** Start **
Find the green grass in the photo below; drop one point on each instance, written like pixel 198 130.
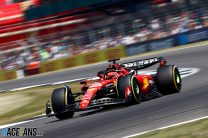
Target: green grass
pixel 24 104
pixel 197 129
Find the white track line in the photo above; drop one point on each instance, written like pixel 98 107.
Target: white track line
pixel 18 123
pixel 173 125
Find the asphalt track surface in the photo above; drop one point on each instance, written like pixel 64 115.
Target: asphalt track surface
pixel 191 103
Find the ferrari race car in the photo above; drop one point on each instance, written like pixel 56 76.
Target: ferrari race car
pixel 119 84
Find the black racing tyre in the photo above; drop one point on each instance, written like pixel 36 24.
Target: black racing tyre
pixel 61 98
pixel 125 81
pixel 168 79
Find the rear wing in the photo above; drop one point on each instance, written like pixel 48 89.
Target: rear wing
pixel 144 63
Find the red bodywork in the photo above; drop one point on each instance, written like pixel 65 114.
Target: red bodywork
pixel 111 78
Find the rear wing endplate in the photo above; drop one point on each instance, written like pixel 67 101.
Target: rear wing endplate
pixel 144 63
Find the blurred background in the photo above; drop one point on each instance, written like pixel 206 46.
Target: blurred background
pixel 38 36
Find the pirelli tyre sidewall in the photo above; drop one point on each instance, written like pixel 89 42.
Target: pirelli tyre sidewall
pixel 168 79
pixel 128 81
pixel 61 98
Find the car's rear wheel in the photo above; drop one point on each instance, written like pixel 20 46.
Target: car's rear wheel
pixel 168 79
pixel 128 89
pixel 61 98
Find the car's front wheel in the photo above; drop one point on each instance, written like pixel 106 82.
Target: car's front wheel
pixel 168 79
pixel 60 99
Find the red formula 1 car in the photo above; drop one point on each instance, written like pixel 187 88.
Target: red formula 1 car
** End **
▶ [WORK INSTRUCTIONS]: Update the part of the data that opens with the line containing "Find the ferrari" and closes with the line containing "pixel 111 78". Write only those lines again, replacing "tyre" with "tire" and leaving everything else as it is.

▶ [SOLUTION FOR THIS PROBLEM]:
Find the ferrari race car in the photo above; drop one point on each instance, written like pixel 56 76.
Target: ferrari race car
pixel 119 84
Find the black racing tire in the photo above; drop one point on each instance, written like pixel 36 24.
Target: black racing tire
pixel 61 98
pixel 125 81
pixel 168 79
Find the rear wing in the photo above; drop one point on each instance, written like pixel 48 89.
Target: rear wing
pixel 144 63
Find the red bodywork in the photo above; drop one point on each instance, written like pixel 65 114.
Target: red bodywork
pixel 111 78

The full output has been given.